──────── Extract to read
I am a bit confused by what Harris and Morrison write about the finiteness condition for stable curves in Moduli of Curves.
First the defintions:
Definition (2.12) A stable curve is a complete connected curve that
has only nodes as singularities and has only finitely many automorphisms.
Directly after this he writes
In view of the connectedness of C, its automorphism group can fail
to be finite only if C contains rational components.
But what about an elliptic curve $E$? This is a complete, connected, smooth curve, and it's not rational. But according to Lemma IV 4.2 in Hartshorne's Algebraic Geometry, given two points $P, Q \in E$, there always exists an automorphism $\sigma$ with $\sigma(P) = Q$, and $\sigma^2 = \text{id}_E$. So if $E$ has infinitely many points (e.g. $E$ is an elliptic curve over $\mathbb{C}$), then $E$ has infinitely many automorphisms as well.
Have I overlooked something?
Best Answer
You are right! A genus 1 curve has infinitely many automorphisms, and is not rational.
Of course, Harris and Morrison are aware of this, so what is going on?
────────────────
──────── Records provided
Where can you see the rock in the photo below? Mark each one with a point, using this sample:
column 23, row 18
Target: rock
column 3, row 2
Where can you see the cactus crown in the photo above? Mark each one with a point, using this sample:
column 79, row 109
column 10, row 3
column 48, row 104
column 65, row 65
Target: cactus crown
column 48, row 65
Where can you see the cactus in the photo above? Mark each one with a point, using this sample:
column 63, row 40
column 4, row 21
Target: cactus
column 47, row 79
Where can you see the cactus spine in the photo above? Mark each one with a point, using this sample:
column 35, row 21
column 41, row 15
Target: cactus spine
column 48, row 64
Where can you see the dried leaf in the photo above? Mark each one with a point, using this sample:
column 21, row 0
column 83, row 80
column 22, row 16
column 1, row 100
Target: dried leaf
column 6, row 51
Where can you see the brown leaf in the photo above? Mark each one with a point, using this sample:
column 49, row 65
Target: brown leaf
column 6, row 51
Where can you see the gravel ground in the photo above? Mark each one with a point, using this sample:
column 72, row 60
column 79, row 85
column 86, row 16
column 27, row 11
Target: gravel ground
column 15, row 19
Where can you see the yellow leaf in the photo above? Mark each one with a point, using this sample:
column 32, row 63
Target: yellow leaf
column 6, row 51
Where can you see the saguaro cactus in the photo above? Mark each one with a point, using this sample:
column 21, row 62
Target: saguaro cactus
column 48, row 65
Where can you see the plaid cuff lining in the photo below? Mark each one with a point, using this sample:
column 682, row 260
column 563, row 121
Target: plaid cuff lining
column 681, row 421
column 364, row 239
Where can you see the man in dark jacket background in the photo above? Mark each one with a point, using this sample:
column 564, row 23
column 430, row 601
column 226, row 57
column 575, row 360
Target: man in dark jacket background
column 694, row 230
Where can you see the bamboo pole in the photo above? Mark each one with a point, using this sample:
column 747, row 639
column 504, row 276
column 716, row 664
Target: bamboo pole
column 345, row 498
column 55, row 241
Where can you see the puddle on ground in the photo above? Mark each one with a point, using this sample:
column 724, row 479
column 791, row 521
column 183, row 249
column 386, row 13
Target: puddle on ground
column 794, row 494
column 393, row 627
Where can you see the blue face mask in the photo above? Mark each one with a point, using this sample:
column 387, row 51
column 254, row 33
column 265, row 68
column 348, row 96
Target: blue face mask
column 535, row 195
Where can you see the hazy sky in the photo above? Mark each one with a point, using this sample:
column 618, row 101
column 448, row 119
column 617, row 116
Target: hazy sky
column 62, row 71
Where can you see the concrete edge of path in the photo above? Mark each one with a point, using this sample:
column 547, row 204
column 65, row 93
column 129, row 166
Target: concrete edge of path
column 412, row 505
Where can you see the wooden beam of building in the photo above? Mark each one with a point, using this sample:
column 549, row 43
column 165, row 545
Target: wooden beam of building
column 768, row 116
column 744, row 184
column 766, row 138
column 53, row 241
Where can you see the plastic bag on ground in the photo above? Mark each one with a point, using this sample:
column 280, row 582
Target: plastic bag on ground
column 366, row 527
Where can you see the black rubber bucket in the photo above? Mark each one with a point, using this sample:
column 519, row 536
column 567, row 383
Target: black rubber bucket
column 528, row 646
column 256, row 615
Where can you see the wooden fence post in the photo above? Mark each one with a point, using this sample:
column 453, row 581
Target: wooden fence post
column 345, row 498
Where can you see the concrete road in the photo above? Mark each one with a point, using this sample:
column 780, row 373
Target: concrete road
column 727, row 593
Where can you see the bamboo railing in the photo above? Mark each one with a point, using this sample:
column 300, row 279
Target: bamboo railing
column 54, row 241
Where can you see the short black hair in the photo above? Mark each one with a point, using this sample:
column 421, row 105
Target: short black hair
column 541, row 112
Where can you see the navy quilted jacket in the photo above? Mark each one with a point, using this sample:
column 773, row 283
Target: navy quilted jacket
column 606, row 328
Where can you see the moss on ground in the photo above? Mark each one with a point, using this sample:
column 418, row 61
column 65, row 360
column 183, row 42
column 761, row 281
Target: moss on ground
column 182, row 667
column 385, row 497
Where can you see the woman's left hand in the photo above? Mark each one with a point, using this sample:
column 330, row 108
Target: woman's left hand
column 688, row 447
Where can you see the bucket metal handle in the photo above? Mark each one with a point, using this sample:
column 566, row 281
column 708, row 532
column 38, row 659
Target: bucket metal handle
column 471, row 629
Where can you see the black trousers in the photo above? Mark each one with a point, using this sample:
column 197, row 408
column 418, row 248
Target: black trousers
────────────────
» **Check your understanding**:
1. In the thread on stable curves, which lemma in Hartshorne's Algebraic Geometry is cited for the existence of an automorphism taking one point of an elliptic curve to another?
2. Repeat the thread on stable curves from "But what about" to "automorphisms as well.".
3. Go on with the thread on stable curves from where it stops.

» **Replies**:
1. Lemma IV 4.2.

2.
But what about an elliptic curve $E$? This is a complete, connected, smooth curve, and it's not rational. But according to Lemma IV 4.2 in Hartshorne's Algebraic Geometry, given two points $P, Q \in E$, there always exists an automorphism $\sigma$ with $\sigma(P) = Q$, and $\sigma^2 = \text{id}_E$. So if $E$ has infinitely many points (e.g. $E$ is an elliptic curve over $\mathbb{C}$), then $E$ has infinitely many automorphisms as well.

3.
My diagnosis: this is a case of terrible writing. I think that in the passages you quote, the authors only mean to discuss curves of genus $g \geq 2$. This is highly unclear in context, in particular given the example preceding the definition. However, if you flip forward to Chapter 4 and the discussion of the construction of $\overline{M_g}$ using GIT, you will see that the context is restricted to $g \geq 2$.
Finally, note that for curves of genus $g \geq 2$, your second quoted sentence is correct. Any component $C$ of genus 1 has to meet another component of the curve, so (up to finite index) the automorphism group acts on $C$ as a group of automorphisms fixing a point, hence a finite group.